- _DATA EXCERPTS_:
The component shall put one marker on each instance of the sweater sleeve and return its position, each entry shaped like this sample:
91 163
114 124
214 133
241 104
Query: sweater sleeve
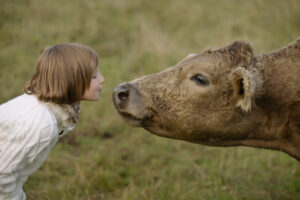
25 143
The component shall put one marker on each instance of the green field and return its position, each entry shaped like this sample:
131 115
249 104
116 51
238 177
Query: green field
106 159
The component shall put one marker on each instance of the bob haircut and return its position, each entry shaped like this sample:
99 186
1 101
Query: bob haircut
63 73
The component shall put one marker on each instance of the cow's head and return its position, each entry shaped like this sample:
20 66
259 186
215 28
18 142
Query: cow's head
199 99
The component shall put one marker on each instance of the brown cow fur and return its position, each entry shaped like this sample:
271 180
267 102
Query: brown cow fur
241 99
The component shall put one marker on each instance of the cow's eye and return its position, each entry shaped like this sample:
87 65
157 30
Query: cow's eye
199 79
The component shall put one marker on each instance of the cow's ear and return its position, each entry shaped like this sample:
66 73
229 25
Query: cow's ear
190 55
239 53
244 86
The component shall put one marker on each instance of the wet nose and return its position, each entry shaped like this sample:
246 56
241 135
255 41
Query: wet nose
120 95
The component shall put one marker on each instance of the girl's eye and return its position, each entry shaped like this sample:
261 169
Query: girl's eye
199 79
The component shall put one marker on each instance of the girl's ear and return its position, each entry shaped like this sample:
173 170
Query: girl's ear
244 87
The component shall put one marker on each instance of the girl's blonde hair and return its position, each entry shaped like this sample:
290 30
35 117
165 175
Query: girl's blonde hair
63 73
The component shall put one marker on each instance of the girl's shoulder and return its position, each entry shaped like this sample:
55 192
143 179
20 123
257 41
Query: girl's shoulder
25 108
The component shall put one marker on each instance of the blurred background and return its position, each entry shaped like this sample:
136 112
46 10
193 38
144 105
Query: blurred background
106 159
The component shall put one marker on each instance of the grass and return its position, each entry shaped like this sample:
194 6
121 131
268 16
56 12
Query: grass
106 159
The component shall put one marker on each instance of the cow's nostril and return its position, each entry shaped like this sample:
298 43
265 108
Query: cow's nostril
123 95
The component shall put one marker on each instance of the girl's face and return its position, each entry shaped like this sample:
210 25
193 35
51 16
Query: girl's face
92 94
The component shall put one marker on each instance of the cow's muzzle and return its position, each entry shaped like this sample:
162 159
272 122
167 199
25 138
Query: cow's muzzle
130 104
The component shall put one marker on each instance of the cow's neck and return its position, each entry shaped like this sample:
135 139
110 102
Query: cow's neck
269 123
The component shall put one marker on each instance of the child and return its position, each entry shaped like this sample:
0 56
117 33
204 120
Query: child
31 124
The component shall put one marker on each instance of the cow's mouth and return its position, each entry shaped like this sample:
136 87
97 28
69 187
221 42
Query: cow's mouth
132 120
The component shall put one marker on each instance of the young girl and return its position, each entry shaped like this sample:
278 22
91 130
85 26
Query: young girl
31 124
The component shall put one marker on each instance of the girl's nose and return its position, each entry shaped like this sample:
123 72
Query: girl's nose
101 79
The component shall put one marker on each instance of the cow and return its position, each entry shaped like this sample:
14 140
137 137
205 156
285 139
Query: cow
223 97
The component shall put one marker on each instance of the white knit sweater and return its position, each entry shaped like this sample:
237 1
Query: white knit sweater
29 129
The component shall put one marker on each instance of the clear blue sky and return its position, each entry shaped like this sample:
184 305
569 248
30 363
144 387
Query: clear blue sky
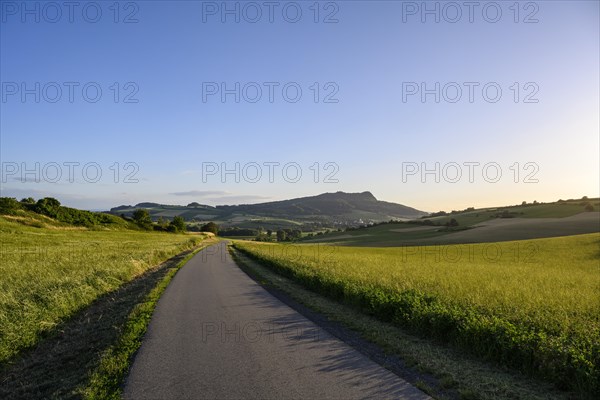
377 130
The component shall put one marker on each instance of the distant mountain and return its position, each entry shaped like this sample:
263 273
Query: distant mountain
336 205
338 208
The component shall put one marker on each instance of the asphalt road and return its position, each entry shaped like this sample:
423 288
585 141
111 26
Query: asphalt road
216 334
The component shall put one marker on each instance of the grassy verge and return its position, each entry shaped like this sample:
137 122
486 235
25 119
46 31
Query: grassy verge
536 317
440 371
106 382
49 274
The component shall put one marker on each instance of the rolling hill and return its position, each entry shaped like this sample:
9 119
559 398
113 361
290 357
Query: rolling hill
327 209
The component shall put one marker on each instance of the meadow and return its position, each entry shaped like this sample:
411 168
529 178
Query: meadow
529 305
50 271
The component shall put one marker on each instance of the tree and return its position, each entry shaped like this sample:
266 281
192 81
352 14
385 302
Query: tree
210 227
142 218
48 206
178 224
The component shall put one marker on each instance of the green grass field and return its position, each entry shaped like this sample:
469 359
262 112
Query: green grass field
483 225
530 305
49 273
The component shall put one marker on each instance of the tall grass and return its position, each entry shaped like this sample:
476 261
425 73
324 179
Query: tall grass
532 305
46 275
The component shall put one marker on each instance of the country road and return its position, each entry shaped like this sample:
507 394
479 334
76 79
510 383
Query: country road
216 334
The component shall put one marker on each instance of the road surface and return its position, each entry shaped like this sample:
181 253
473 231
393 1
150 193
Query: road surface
216 334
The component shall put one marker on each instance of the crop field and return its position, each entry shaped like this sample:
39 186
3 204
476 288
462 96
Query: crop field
530 305
47 274
474 227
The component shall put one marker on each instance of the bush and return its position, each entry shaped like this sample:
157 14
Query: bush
142 218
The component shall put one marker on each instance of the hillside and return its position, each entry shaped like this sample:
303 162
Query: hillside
327 209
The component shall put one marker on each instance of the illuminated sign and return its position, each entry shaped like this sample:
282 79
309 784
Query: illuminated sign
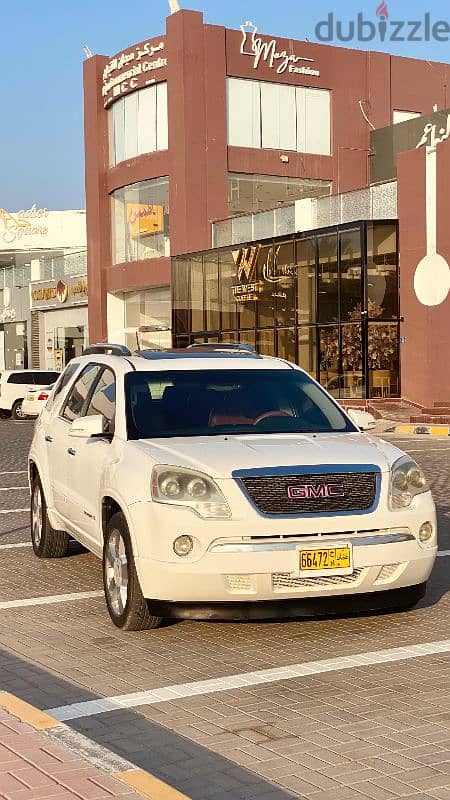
131 70
268 53
246 259
144 219
27 222
50 295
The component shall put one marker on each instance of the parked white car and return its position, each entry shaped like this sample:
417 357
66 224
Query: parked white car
14 385
35 400
225 484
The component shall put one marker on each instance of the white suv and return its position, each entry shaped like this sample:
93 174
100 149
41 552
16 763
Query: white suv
14 385
225 484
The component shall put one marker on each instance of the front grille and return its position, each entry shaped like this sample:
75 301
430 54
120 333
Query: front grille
270 494
284 582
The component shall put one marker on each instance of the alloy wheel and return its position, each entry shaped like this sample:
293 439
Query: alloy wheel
37 517
116 573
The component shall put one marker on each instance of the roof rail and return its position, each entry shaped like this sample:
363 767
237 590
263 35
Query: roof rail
106 349
237 347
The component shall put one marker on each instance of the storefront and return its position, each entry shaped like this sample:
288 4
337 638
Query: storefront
60 311
35 244
327 300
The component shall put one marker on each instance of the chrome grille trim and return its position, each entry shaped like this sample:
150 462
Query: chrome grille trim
283 581
286 544
269 493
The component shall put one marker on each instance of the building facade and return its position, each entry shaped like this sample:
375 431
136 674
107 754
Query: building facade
204 124
35 244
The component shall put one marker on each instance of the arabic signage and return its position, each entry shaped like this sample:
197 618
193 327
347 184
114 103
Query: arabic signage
133 69
22 224
427 130
144 219
434 134
268 52
67 292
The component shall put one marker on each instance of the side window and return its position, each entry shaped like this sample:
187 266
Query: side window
62 382
24 378
103 400
79 392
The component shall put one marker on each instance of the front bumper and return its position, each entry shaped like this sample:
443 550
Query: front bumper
273 575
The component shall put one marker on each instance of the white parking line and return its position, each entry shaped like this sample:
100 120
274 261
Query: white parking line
47 600
246 679
14 472
15 546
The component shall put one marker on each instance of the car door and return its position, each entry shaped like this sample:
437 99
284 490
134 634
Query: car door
59 443
88 460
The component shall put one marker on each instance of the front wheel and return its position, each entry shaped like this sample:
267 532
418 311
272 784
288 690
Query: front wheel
127 606
47 543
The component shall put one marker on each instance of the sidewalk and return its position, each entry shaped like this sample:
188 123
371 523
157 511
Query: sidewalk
32 767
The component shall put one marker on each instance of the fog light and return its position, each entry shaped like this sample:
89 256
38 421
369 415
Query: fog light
426 532
183 545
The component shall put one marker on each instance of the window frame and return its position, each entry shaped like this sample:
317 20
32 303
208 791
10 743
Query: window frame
112 423
87 398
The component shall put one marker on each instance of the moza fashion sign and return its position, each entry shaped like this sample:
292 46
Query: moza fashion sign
268 52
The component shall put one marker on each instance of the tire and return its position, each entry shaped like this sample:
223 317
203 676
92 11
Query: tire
47 543
126 604
16 411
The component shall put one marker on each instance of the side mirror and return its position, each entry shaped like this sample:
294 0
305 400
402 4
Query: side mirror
85 427
364 421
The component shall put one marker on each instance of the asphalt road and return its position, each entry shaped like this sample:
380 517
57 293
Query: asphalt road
319 709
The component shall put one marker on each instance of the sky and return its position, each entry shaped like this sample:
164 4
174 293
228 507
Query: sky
41 55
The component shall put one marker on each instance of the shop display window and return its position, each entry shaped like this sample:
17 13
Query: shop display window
140 221
305 298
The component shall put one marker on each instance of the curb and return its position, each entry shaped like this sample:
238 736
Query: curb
141 781
426 430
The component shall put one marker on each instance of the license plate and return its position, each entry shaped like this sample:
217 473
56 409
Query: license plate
333 560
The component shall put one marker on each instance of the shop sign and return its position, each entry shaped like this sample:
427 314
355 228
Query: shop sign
126 71
268 53
144 219
246 259
8 314
263 261
429 137
51 295
27 222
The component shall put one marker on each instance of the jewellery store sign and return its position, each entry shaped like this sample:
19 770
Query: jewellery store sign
135 68
56 294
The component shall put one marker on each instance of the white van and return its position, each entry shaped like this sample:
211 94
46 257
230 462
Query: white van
14 385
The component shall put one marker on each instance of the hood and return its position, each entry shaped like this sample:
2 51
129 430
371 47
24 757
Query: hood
219 456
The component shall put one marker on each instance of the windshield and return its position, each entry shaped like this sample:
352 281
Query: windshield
212 402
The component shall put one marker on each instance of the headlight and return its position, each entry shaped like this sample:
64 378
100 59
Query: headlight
407 481
191 489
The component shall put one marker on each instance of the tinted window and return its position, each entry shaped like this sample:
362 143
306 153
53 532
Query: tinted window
24 378
45 378
103 400
64 379
213 402
79 392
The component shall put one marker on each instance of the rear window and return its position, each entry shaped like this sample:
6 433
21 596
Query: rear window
23 378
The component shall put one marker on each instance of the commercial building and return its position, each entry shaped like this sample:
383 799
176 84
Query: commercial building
188 129
37 245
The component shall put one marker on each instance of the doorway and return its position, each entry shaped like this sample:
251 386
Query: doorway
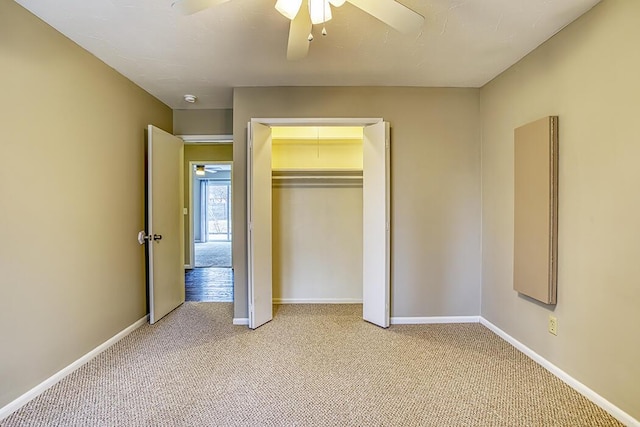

- _YOUR INSTRUCTIONS_:
Reproduce the items without any change, from the line containing "of the rear" through the end of the items, leaving out the pictures.

- _FINISHED ANSWER_:
The component shall put one marker on each instance of the rear window and return its position, each entry shaped like this sample:
6 433
21 596
Query: rear window
23 378
The component shall put one marker on each instance of the commercial building and return its position, each entry shaped like this sample:
383 799
176 84
Query: commercial building
188 129
37 245
The component shall put one marker on each instance of the doorway and return its position, each entry shaped like this sample:
251 386
Query: doorway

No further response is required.